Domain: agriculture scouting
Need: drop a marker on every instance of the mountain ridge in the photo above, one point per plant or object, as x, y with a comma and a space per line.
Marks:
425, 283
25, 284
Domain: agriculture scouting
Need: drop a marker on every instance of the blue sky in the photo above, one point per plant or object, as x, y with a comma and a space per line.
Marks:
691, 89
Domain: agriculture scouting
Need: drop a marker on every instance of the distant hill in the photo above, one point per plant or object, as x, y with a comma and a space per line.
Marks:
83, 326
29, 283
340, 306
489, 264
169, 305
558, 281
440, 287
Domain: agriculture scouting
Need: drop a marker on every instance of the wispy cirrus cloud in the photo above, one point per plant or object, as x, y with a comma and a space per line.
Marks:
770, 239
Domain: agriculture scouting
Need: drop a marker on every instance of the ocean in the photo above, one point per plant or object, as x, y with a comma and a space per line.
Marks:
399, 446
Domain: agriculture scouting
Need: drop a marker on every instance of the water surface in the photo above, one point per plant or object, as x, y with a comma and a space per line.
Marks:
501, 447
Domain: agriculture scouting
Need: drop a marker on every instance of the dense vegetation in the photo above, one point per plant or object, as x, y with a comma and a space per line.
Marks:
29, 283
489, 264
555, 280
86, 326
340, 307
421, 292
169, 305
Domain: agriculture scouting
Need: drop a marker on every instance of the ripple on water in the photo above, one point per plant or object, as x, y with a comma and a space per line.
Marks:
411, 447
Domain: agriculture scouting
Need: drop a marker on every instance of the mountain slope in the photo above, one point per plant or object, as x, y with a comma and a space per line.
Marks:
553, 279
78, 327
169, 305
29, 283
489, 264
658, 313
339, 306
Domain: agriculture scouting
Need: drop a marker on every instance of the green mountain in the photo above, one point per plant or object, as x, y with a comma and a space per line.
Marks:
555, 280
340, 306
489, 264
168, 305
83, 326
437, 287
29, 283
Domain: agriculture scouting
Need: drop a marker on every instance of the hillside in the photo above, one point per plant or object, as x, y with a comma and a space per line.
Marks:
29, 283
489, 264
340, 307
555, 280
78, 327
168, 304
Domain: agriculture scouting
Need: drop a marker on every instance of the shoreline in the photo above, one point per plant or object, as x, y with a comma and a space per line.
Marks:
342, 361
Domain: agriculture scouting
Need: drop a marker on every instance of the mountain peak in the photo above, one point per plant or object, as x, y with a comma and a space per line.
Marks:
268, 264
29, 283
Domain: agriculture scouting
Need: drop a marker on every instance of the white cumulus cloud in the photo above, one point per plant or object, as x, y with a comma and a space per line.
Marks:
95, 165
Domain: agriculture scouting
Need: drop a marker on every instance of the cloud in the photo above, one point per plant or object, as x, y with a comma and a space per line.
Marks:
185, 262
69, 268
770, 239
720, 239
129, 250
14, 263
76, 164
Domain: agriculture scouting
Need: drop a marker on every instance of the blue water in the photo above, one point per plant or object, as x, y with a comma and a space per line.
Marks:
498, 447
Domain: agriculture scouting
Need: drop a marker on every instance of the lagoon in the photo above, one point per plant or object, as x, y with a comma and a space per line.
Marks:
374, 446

| How to complete this task |
Wherever the string "blue" occurs in the records above, copy that line.

| Answer space |
Need: drop a marker on every instance of the blue sky in the photo above, one point per plant or object, as x, y with a comma and a space per line.
Need: drop a marker on every instance of the blue water in the photo above, one point per plant or object, as x, y with a comma and a space per line.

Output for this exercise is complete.